#### WHAT NEEDS TO BE DONE:
Output every line below without omitting or altering anything.
** start of DATA FOR THE TASK **
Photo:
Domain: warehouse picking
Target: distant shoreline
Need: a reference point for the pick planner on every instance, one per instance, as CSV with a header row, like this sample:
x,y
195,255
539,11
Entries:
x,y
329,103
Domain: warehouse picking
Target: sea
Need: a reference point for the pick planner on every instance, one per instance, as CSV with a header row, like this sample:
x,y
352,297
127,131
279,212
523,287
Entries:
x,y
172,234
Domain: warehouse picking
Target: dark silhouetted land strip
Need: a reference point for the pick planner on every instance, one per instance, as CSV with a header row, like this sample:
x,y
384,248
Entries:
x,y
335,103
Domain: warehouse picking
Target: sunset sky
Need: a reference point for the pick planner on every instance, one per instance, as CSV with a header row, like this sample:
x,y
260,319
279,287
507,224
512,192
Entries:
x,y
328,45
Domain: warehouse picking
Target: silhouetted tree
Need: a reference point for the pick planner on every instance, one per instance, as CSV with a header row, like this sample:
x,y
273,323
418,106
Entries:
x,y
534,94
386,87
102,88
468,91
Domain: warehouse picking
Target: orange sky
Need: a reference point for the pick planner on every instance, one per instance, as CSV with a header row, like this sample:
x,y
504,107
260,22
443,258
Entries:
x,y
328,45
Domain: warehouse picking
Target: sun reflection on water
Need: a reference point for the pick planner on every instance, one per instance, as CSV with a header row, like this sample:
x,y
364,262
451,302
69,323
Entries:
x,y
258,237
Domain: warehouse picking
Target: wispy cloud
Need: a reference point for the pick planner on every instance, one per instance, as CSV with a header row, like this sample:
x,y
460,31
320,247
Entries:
** end of DATA FOR THE TASK **
#### COMPLETE OUTPUT:
Photo:
Domain: warehouse picking
Target: distant shoreline
Need: a reference point for the pick planner on every instance, one per instance, as CSV with a header row, like this sample:
x,y
195,255
539,11
Entries:
x,y
329,103
Domain: warehouse picking
Target: sea
Need: a reference point for the pick planner on every instance, one per instance, as CSV with a header row, like this sample:
x,y
352,297
127,131
279,212
523,287
Entries:
x,y
172,234
Domain: warehouse picking
Target: dark silhouetted land strip
Need: a reference point for the pick planner on every instance, one per instance, as CSV with a header row, like this sample:
x,y
384,248
Entries:
x,y
335,103
Domain: warehouse picking
Target: sunset sky
Need: a reference point for the pick planner on every instance, one per instance, as CSV with a header row, like this sample:
x,y
260,319
279,287
507,224
512,192
Entries:
x,y
328,45
Domain: warehouse picking
Target: silhouetted tree
Need: a reference point for the pick planner on every instance, one per instance, as CSV with a header row, like this sample:
x,y
273,323
418,106
Entries:
x,y
534,94
386,87
102,88
468,91
Domain: warehouse picking
Target: orange sky
Need: a reference point for the pick planner on every instance, one per instance, as CSV with a header row, like this sample:
x,y
504,107
260,22
443,258
Entries:
x,y
328,45
Domain: warehouse picking
Target: sun reflection on water
Need: a reference point for the pick planner on every instance, one per instance, as CSV with a header row, like this sample:
x,y
364,262
451,302
69,323
Entries:
x,y
258,237
Domain: warehouse picking
Target: wispy cloud
Need: a reference point for the pick planner on every instance, one per instance, as CSV with a header row, like this sample:
x,y
460,31
320,247
Entries:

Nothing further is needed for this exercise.